start
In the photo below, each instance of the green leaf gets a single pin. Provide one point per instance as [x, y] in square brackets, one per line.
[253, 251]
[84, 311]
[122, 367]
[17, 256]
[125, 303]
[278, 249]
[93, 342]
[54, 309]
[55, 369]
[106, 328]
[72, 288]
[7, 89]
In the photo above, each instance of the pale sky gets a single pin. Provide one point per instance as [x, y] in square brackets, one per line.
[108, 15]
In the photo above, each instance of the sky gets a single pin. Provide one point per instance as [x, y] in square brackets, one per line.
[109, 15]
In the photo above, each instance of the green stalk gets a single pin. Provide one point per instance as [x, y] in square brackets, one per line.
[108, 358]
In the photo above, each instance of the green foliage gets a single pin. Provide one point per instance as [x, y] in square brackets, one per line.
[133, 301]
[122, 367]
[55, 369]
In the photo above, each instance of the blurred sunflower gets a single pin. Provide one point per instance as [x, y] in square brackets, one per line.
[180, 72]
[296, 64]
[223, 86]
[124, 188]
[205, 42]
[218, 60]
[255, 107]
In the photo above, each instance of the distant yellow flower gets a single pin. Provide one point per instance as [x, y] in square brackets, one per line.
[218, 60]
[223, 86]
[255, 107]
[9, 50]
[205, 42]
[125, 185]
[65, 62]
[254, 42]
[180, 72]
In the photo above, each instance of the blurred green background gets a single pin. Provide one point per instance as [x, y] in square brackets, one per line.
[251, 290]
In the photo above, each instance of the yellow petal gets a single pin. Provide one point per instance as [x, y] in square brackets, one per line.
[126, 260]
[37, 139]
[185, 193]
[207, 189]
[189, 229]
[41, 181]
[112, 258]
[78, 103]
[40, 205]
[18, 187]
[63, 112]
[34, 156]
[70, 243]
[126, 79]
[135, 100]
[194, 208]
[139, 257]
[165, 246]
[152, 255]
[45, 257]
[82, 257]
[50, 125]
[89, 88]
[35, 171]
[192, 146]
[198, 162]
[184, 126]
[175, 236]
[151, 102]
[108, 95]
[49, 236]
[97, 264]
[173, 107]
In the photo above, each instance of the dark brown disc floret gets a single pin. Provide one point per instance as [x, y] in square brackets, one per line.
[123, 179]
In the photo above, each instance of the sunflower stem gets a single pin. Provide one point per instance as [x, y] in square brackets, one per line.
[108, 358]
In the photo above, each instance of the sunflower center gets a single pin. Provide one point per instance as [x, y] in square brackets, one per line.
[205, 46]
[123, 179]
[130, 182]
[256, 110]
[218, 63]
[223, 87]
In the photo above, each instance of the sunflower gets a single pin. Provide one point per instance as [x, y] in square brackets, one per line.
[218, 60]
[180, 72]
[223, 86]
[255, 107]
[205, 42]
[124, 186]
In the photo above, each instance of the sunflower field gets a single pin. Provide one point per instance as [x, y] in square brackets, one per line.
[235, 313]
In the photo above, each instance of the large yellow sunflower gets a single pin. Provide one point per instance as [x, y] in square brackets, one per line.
end
Starting at the line that contains "In the photo above, each instance of the sunflower center" and continuing through the end of the lines above, change "single pin" to "single marker". Reproduce only those lines, with everything else left as it is.

Output for this task
In the photo above, each instance of the sunflower center gets a single marker. Provide one point per instance as [x, y] in square brackets, one per line.
[205, 46]
[123, 179]
[130, 182]
[256, 110]
[218, 63]
[223, 87]
In the photo above, each instance of the sunflower gets a single marker. Provide one point per instance as [x, y] in square brackets, one per line.
[218, 60]
[180, 72]
[223, 86]
[255, 107]
[205, 42]
[124, 186]
In the photo above, each instance of the sunflower field gets a single marker. Provide one point per instance as [x, y] in square brackets, one per line.
[235, 313]
In the photo above, each instance of the large yellow sunflower gets a single marker. Provide one point per instance as [x, y] in square brackets, one per line.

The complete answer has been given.